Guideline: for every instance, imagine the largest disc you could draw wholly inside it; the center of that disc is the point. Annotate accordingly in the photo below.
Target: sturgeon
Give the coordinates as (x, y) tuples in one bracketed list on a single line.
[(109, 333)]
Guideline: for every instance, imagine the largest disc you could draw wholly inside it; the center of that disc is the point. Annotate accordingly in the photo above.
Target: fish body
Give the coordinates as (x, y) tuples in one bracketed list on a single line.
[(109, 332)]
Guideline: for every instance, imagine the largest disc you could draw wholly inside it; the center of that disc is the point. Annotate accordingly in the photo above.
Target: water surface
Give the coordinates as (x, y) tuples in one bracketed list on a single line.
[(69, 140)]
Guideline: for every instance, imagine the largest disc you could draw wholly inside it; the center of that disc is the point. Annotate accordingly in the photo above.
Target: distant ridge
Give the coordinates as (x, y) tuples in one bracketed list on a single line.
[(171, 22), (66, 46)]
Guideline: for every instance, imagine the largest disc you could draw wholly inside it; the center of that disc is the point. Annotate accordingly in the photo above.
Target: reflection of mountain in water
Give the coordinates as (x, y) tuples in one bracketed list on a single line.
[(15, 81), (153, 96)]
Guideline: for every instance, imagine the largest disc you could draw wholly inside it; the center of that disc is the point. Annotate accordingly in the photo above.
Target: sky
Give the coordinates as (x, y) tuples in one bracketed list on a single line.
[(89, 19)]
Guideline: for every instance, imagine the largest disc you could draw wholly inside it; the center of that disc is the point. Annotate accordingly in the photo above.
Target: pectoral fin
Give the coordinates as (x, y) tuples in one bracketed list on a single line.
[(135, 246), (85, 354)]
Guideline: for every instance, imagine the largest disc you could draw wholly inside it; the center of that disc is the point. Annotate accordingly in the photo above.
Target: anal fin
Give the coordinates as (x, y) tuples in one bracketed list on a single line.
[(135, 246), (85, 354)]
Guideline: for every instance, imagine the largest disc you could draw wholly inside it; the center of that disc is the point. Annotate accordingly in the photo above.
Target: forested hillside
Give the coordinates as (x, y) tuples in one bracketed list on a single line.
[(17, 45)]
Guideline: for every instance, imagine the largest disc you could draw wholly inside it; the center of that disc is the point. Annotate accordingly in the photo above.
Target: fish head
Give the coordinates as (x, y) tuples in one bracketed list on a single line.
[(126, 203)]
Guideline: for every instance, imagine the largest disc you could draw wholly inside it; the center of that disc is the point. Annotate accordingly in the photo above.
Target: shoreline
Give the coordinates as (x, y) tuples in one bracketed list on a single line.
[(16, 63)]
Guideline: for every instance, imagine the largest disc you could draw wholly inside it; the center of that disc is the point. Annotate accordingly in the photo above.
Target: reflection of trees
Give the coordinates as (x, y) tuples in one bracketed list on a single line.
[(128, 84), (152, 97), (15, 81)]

* EXERCISE BRIEF: Report how many lines in the data include the string "water", giving nothing but that number.

* RESPONSE TO THIS TASK: 2